## Start RECORDS SUPPLIED
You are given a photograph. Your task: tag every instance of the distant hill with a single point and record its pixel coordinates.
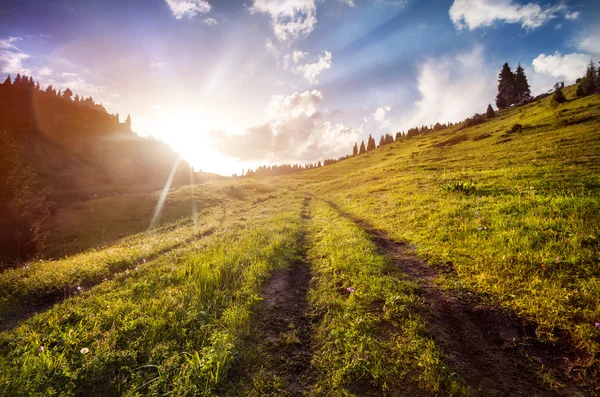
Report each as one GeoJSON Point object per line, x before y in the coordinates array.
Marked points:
{"type": "Point", "coordinates": [78, 149]}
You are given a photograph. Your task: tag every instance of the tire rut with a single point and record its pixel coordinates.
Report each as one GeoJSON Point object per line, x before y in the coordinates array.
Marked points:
{"type": "Point", "coordinates": [276, 357]}
{"type": "Point", "coordinates": [496, 354]}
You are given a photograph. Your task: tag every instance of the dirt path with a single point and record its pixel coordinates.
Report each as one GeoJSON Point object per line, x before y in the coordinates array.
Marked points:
{"type": "Point", "coordinates": [496, 354]}
{"type": "Point", "coordinates": [276, 357]}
## End RECORDS SUPPLIED
= WHAT IS BEING ASKED =
Write out every line of the entries above word for word, leaving out the pictures.

= RESPONSE FOR THIS EXERCISE =
You are given a photograph. Your task: tag every instance of the distant hill with a single point and record its pixel coordinates.
Report each as one GeoJSON Point object per line, x before y in the coordinates array.
Marked points:
{"type": "Point", "coordinates": [78, 149]}
You are given a photograph. Your task: tag every instance of the tire rut with a single point and record its pixel coordinates.
Report each as one GeoJSON Point object per line, x before y in the coordinates array.
Marked points:
{"type": "Point", "coordinates": [276, 357]}
{"type": "Point", "coordinates": [496, 354]}
You are given a photograph. Your task: tag every instance of the dirt path with a single point and record its pixel coordinates.
Report each as one GeoJSON Point object per line, x before y in the coordinates array.
Marked points:
{"type": "Point", "coordinates": [496, 354]}
{"type": "Point", "coordinates": [276, 357]}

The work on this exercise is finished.